■ **Provided material**:
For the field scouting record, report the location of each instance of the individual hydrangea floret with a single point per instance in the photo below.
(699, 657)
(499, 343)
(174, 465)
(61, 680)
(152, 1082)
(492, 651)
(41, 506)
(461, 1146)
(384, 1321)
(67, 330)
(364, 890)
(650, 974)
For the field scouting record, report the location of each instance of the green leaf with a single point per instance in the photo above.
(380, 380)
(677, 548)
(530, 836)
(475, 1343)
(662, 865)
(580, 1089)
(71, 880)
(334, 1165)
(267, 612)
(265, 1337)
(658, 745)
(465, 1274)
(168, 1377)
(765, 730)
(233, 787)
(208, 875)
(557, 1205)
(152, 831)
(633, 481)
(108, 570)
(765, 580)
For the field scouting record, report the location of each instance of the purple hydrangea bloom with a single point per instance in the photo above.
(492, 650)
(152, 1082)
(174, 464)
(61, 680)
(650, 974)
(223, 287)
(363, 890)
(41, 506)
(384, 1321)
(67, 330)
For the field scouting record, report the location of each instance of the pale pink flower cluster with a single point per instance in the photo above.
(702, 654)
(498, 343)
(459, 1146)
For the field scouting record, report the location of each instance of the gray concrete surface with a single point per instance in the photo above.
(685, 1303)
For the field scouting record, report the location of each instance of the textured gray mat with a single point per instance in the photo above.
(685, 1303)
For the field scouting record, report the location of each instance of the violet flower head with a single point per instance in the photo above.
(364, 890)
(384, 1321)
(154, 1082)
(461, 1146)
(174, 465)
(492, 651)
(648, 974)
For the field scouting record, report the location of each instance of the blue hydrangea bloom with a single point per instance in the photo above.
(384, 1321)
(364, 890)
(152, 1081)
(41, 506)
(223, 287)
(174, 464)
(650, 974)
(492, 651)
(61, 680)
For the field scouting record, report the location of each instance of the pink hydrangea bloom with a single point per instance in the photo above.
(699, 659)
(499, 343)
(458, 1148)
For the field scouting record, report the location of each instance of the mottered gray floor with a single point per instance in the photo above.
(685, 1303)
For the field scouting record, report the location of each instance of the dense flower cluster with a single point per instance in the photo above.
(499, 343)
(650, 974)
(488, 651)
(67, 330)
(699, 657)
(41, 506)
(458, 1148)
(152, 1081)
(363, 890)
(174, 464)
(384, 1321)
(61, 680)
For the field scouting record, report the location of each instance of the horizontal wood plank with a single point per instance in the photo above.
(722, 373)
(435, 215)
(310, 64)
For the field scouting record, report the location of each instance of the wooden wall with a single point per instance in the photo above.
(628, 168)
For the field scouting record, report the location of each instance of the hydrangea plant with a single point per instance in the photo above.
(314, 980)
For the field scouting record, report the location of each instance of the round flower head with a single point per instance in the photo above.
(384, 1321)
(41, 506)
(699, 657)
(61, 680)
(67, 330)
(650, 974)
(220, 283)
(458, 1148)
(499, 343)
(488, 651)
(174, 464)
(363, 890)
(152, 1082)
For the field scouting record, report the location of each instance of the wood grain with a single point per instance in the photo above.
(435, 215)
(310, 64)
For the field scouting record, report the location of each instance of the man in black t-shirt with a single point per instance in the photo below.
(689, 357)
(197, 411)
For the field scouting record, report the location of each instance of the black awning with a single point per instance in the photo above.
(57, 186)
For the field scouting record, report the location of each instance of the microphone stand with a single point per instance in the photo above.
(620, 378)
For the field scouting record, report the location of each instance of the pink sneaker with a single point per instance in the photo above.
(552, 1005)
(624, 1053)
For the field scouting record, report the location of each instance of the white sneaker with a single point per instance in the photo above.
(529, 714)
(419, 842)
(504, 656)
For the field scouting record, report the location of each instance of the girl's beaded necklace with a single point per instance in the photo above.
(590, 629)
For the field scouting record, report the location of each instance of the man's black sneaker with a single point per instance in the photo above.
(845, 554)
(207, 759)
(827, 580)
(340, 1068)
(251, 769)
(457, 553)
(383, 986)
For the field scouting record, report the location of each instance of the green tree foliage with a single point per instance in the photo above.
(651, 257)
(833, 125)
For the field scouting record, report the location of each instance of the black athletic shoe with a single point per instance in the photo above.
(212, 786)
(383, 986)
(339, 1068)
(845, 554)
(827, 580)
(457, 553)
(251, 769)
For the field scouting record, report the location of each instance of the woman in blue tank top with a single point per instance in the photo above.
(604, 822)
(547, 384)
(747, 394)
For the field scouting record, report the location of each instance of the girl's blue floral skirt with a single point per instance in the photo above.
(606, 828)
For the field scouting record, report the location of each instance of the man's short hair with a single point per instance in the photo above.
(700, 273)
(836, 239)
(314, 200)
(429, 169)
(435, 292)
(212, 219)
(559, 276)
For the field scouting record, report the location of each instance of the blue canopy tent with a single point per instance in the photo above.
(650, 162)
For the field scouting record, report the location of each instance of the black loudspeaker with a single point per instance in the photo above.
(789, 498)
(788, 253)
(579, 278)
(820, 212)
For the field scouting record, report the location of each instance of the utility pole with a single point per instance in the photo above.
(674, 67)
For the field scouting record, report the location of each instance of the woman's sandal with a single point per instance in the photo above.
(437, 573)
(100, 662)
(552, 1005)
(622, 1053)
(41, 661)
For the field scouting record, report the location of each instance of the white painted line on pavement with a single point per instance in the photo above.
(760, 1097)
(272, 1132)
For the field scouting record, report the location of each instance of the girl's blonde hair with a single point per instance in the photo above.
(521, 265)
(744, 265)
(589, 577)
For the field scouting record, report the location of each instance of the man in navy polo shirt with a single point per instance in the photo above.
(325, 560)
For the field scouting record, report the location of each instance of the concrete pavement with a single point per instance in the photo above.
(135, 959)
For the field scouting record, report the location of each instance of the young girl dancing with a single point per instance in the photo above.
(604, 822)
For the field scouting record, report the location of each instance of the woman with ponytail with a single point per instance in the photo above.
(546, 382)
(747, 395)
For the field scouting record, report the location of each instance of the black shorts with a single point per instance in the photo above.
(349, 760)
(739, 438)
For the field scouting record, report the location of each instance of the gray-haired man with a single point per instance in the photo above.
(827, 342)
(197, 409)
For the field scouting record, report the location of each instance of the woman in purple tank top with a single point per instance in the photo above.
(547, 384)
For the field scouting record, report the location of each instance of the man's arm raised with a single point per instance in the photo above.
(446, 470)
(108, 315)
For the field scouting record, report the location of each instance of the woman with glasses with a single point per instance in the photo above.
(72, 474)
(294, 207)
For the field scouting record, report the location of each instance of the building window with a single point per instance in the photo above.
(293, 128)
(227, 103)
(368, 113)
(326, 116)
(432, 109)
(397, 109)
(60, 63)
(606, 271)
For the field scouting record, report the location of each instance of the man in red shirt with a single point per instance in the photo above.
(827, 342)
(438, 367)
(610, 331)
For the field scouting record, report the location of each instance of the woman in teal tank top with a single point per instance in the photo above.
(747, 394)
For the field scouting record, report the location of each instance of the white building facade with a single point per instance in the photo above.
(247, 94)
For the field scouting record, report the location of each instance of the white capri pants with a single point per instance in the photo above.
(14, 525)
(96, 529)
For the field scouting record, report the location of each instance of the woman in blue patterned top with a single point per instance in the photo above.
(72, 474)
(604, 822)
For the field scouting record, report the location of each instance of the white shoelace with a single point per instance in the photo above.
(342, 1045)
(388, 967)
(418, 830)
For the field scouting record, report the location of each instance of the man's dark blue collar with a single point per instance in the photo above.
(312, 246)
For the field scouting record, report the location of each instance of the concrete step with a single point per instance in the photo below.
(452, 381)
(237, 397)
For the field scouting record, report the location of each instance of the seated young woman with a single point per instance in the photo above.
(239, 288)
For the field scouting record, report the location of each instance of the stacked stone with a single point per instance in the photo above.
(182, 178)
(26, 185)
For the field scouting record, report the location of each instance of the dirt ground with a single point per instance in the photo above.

■ **Stated problem**: Copy out the whole listing exactly as written.

■ **Full solution**:
For the field scouting record, report the location of each instance of the individual hydrangea floret with a single point per instance in the photo below.
(699, 657)
(499, 343)
(174, 465)
(61, 680)
(152, 1082)
(492, 651)
(41, 506)
(461, 1146)
(384, 1321)
(67, 330)
(364, 890)
(650, 974)
For the field scouting record, report the location of each instance of the green leaf with a single point per instance in the photo above.
(380, 380)
(677, 548)
(530, 836)
(475, 1343)
(662, 865)
(580, 1089)
(71, 880)
(334, 1165)
(267, 612)
(265, 1337)
(658, 745)
(465, 1274)
(168, 1377)
(765, 730)
(233, 787)
(208, 875)
(557, 1205)
(152, 831)
(633, 481)
(108, 570)
(765, 580)
For the field scouting record, report the location of each instance of the purple hydrangea bloom with a single point per instance in the photo above.
(492, 650)
(152, 1082)
(174, 464)
(61, 680)
(650, 974)
(223, 287)
(363, 890)
(41, 506)
(384, 1321)
(67, 330)
For the field scouting record, report the location of each instance of the pale pink flower cluster with a single point per instance in the photo above.
(702, 654)
(498, 343)
(459, 1146)
For the field scouting record, report the location of each instance of the gray concrete surface with a single point per instance in the photo above.
(685, 1303)
For the field scouting record, report the location of each instance of the textured gray mat with a single point per instance in the photo above.
(685, 1303)
For the field scouting record, report the location of each instance of the violet flower head with a single point per instance in the photo above.
(364, 890)
(384, 1321)
(154, 1082)
(461, 1146)
(174, 465)
(492, 651)
(648, 974)
For the field scouting record, report the location of each instance of the blue hydrangea bloom with a single point per instance in the photo above.
(384, 1321)
(364, 890)
(152, 1081)
(41, 506)
(223, 287)
(174, 464)
(650, 974)
(492, 651)
(61, 680)
For the field scouting record, report the location of each instance of the pink hydrangea bloom with a single point per instance in the photo above.
(699, 659)
(499, 343)
(458, 1148)
For the field scouting record, report the location of each instance of the mottered gray floor with a single point per instance in the photo above.
(685, 1303)
For the field scouting record, report the location of each instance of the dense flower cluster with a single point per instance in the photo above.
(499, 343)
(650, 974)
(488, 651)
(67, 330)
(699, 657)
(41, 506)
(458, 1148)
(152, 1081)
(363, 890)
(174, 464)
(384, 1321)
(61, 680)
For the field scouting record, report the location of each instance of the horizontal wood plank with a single point per instance in the photo above.
(722, 373)
(435, 215)
(310, 64)
For the field scouting record, report the location of each instance of the wooden wall with a single point per instance in the photo above.
(628, 168)
For the field scouting record, report the location of each instance of the hydrangea plant with a single point per instance in the photo above.
(314, 980)
For the field scouting record, report the location of each instance of the round flower head with a single point per instance in the photo above.
(384, 1321)
(41, 506)
(699, 657)
(61, 680)
(67, 330)
(650, 974)
(220, 283)
(458, 1148)
(499, 343)
(488, 651)
(174, 464)
(363, 890)
(152, 1082)
For the field scouting record, report the location of each instance of the wood grain with a single point per instance in the photo above.
(435, 215)
(310, 64)
For the field scouting record, report the location of each instance of the man in black t-shirt with a single point per instance in the photo below.
(689, 357)
(197, 411)
For the field scouting record, report the location of each instance of the black awning with a single point per instance in the photo above.
(57, 186)
For the field scouting record, report the location of each instance of the microphone stand with a single point per instance in the photo above.
(620, 378)
For the field scouting record, report the location of each instance of the pink sneaker with a single point per instance in the photo above.
(552, 1005)
(624, 1053)
For the field scouting record, report the location of each instance of the white sneaker with a single point per instance in the photo above.
(529, 714)
(419, 842)
(504, 656)
For the field scouting record, report the location of each instance of the girl's beaded necklace with a single point per instance in the photo above.
(590, 629)
For the field scouting record, report the location of each instance of the man's black sneaker with a single point per instance in the photo above.
(845, 554)
(207, 759)
(827, 580)
(340, 1068)
(251, 769)
(457, 553)
(383, 986)
For the field scouting record, report the location of each instance of the green tree foliage with a single point per instance in the photo above.
(651, 257)
(833, 125)
For the field scouting record, report the location of each instance of the black athletic shoe with a single point per instance in the photo above.
(212, 786)
(383, 986)
(339, 1068)
(845, 554)
(827, 580)
(457, 553)
(251, 769)
For the field scouting record, report the location of each instance of the woman in blue tank top with a single point per instance in the photo above.
(604, 822)
(547, 384)
(747, 394)
For the field scouting record, report the location of each instance of the girl's blue floral skirt with a single point per instance in the photo above.
(606, 828)
For the field scouting record, report the location of each instance of the man's short hair with a single point per instance in the photo above.
(700, 273)
(836, 239)
(314, 200)
(429, 169)
(435, 292)
(212, 219)
(559, 276)
For the field scouting record, report the location of each instance of the blue canopy tent with a single point per instance in the photo above.
(650, 162)
For the field scouting record, report the location of each instance of the black loudspeaker with a single point per instance in the photo above.
(789, 498)
(788, 253)
(579, 278)
(820, 212)
For the field scouting record, report the location of each instance of the utility pole with a single point per instance in the photo above.
(674, 67)
For the field scouting record, report the location of each instance of the woman's sandal with a single point per instance in the photo above.
(437, 573)
(100, 662)
(552, 1005)
(622, 1053)
(41, 661)
For the field scouting record, report the location of each instance of the white painted line on pavement with a single point per instance in the photo above.
(760, 1097)
(272, 1132)
For the field scouting record, report the location of each instance of the girl's blonde hair with a single point per instance in the photo above.
(521, 265)
(744, 265)
(589, 577)
For the field scouting record, report the location of each instance of the man in navy polo shirt with a single point per instance in the photo above.
(325, 560)
For the field scouting record, report the location of each instance of the concrete pavement with a single point per instance in the photo above.
(135, 959)
For the field scouting record, report the location of each instance of the young girl dancing with a single point per instance in the photo above.
(604, 822)
For the field scouting record, report the location of each instance of the woman with ponytail with a single point per instance in the photo above.
(546, 382)
(747, 395)
For the field scouting record, report the location of each instance of the black shorts with a single point per instance in the photo above.
(349, 760)
(739, 438)
For the field scouting record, report the location of each instance of the gray-haired man with a single point per instance in the photo above.
(827, 342)
(197, 409)
For the field scouting record, report the location of each instance of the woman in purple tank top with a single point per instance in the photo above.
(547, 384)
For the field scouting record, report the location of each instance of the man's arm raised with a single point per instance in the photo above.
(446, 470)
(108, 315)
For the field scouting record, report the location of each instance of the woman with glasses with a single point per instance in the photo above.
(72, 474)
(294, 207)
For the field scouting record, report the location of each instance of the building window with a single point per instance in the photo above.
(293, 128)
(227, 103)
(368, 113)
(326, 116)
(432, 109)
(397, 109)
(60, 63)
(606, 271)
For the field scouting record, report the location of each instance of the man in red shirt with a single point per instance in the photo above.
(827, 342)
(438, 367)
(610, 331)
For the field scouting record, report the location of each instance of the woman in teal tank top with a single point per instance in the photo above.
(747, 394)
For the field scouting record, report the location of each instance of the white building facade with a single point per instance in the photo above.
(247, 94)
For the field scouting record, report the location of each instance of the white capri pants with a single point per instance in the photo above.
(14, 525)
(96, 529)
For the field scouting record, report the location of each instance of the woman in blue patterned top with a single point per instance in the photo above.
(72, 474)
(604, 822)
For the field scouting record, report the location of each instance of the white shoelace with a single point per instance in the photo above.
(342, 1045)
(388, 967)
(418, 830)
For the field scouting record, report the location of each instance of the man's dark blue collar with a single point per instance in the photo above.
(312, 246)
For the field scouting record, report the location of each instance of the concrete step with a single point per instance in the photo below.
(452, 381)
(237, 397)
For the field scouting record, report the location of each instance of the seated young woman with a single point per instance in the photo above.
(239, 288)
For the field scouting record, report the location of each instance of the stacked stone with a single point per instance in the photo above.
(182, 178)
(26, 185)
For the field scouting record, report the location of each instance of the dirt ground with a single point per instance in the photo above.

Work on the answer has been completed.